═══ DOCUMENT EXCERPT ═══

Hodges Soileau talks about the images that defined the series for a generation of readers — and why he’s selling the original art to superfans now

When Scholastic began to publish “The Baby-Sitters Club” in 1986, the books ran with series creator Ann M. Martin’s name on the covers. The idea had been conceived in-house after the publisher saw an uptick in sales for children’s books that featured babysitters. And though it quickly became a huge hit among preteens in Martin’s hands, many of the books’ admirers probably associate them as much with their covers as with the words inside.

Those oil-painted images, which often captured surprisingly diverse families and friend groups, were mostly the work of one man: Hodges Soileau. In addition to “The Baby-Sitters Club,” Soileau illustrated Harlequin romance novels and some of “The Boxcar Children” books. Somewhat to his own surprise, Soileau’s “Baby-Sitters Club” work has found a second life as he’s sold the original canvases to legions of the series’s superfans. To date, he has sold most of the original art he created depicting the characters from fictional Stoneybrook, Conn.

When I spoke with Soileau via Zoom this month, the almost-80-year-old painter had his original artwork behind him, including canvases from “Mary Anne Saves the Day,” “Farewell, Dawn” and even the VHS cover of “The Baby-Sitters and the Boy Sitters” from the HBO 1990 TV show based on the series. Now living in Venice, Fla., the artist describes himself as “old school,” and shares the history and the behind-the-scenes creative process of his work.

This interview has been edited for length and clarity.

I’d love to know how you were commissioned to illustrate these covers. How did you get the job?

═══

▸ **PROBLEMS AND TASKS**:
A. Copy the listing again, requests included, starting with its first line and going on through the line containing "351], [67, 377]]]". Offset every coordinate in the answers by adding 30.
B. Finish out the next part of the interview about Hodges Soileau's Baby-Sitters Club cover art, picking up after its last sentence.
The text and the listing come from unrelated sources.

═══ ENTRIES SHOWN ═══

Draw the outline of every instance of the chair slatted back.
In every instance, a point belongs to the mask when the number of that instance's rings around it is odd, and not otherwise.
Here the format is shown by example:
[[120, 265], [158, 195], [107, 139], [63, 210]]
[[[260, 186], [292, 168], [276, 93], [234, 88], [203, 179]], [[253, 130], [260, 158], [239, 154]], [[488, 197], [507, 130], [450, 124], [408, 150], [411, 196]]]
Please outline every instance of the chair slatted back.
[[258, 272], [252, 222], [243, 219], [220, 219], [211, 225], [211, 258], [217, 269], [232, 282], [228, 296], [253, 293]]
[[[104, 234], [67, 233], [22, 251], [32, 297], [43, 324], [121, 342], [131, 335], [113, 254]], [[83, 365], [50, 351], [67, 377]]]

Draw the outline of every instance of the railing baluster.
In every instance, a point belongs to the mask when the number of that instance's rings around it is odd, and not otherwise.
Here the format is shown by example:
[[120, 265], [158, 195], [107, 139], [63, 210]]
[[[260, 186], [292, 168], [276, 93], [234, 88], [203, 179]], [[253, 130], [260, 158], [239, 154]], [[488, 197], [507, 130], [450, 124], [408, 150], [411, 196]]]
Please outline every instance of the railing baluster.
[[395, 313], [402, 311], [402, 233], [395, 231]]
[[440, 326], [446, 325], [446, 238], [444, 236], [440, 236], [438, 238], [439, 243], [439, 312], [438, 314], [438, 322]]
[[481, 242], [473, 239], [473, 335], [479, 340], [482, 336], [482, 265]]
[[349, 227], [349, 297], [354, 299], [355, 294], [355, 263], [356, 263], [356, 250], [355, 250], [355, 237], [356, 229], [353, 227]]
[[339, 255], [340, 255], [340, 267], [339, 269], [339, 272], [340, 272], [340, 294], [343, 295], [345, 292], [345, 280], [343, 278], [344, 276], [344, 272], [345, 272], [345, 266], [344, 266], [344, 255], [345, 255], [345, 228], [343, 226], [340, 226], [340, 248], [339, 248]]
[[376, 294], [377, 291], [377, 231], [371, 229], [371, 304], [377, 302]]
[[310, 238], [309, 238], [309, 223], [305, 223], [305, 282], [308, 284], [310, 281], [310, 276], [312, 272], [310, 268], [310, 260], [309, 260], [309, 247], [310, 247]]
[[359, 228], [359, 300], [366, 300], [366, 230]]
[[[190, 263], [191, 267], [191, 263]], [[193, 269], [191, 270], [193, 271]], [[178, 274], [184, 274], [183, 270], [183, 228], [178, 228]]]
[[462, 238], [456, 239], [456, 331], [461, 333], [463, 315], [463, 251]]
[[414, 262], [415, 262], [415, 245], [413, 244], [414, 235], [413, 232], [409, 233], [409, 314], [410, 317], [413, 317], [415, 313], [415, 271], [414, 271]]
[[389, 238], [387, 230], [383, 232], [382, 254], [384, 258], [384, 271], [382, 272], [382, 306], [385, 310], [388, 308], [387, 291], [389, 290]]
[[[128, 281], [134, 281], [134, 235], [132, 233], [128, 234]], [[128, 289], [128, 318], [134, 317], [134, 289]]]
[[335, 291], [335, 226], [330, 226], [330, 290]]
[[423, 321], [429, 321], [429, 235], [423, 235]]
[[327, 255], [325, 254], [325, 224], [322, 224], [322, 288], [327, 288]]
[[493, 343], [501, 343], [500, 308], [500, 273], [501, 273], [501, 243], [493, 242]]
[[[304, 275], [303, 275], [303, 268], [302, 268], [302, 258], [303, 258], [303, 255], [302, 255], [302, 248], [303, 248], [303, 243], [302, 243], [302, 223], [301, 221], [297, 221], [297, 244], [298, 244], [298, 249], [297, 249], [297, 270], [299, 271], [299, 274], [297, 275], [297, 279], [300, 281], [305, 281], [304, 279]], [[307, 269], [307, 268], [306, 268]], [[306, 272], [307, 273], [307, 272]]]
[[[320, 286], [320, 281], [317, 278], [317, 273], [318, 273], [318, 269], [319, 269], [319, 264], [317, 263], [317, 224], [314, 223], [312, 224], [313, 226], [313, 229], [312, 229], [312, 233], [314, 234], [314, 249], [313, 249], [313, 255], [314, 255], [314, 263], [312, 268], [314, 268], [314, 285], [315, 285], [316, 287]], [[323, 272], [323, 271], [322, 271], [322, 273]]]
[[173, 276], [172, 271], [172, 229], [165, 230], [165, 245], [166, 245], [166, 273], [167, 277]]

═══

▸ **EXPECTED RESULTS**:
A.
Draw the outline of every instance of the chair slatted back.
In every instance, a point belongs to the mask when the number of that instance's rings around it is odd, and not otherwise.
Here the format is shown by example:
[[120, 265], [158, 195], [107, 139], [63, 210]]
[[[260, 186], [292, 168], [276, 93], [234, 88], [203, 179]], [[253, 130], [260, 158], [239, 154]], [[488, 197], [507, 130], [450, 124], [408, 150], [411, 196]]]
Please outline every instance of the chair slatted back.
[[288, 302], [282, 252], [273, 249], [250, 249], [241, 255], [241, 288], [247, 299], [262, 312], [258, 326], [283, 323]]
[[[134, 264], [97, 263], [52, 281], [62, 327], [73, 354], [151, 372], [161, 365], [143, 284]], [[113, 395], [80, 381], [97, 407]]]

B.
I was doing work with Scholastic, but [Art Director] Hollie Rubin called me in one day. She said, “I have this book. It could be two, three or a series.” She asked if I would be willing to take it on. I said, “Sure.” Now, it is 131 books later, plus the mysteries, super specials, calendars and the box covers for Mattel games. The job lasted 12 years.

I read that there was a different artist for the first book.

Yeah, for the first two books. And I don’t know what the situation was because he was a very good artist. But I never had any problems with Scholastic. We worked well together.

Can you walk me through why oil paintings were the medium for “The Baby-Sitters Club” covers?

I did my first oil painting in 1983 in Connecticut. And from then on, everything I did was oil and I had done some book covers in that medium.

I’ll tell you a little story. I was walking down the hallway to hand-deliver a painting to the creative director. I saw all these little windows where the assistant art directors sat, and all the drawing boards were gone. Their desks had PCs on them. I asked David, the creative director, “What’s going on?” He said, “Instead of getting this [the oil painting]” — and he sniffs it and says, “Ah, the smell of oil.” — “Instead, I’m getting this,” and he picks up a floppy disk. That’s when it all changed, you know? Most of the guys, like me, were old school and doing oil paintings and weren’t interested in digital at all.

What was the process of deciding what the characters looked like with the publisher? You captured how I envisioned the characters as a kid.

I had a photographer in the city. Scholastic had the budget for photoshoots and models. We started with the two blonde characters, Dawn [Schafer] and Stacey [McGill]. The biggest problem of all was in a 12-year span, those models had outgrown the characters. So we had to find new models. I had to make that transition from one Stacey to the next Stacey because [readers] would write letters to the publisher if you didn’t get it right.

How long did it take you from start to finish before you turned in the painting?

I turned them around pretty fast, actually, because there were so many. Plus, I wasn’t just illustrating “The Baby-Sitters Club.” I did romance covers. I was nonstop for all those years. It was a blur. Every day, I used to work until about 3:30 p.m., then I’d go for a six-mile run. I’d come back and do six rounds on the heavy bag, then I’d work until midnight.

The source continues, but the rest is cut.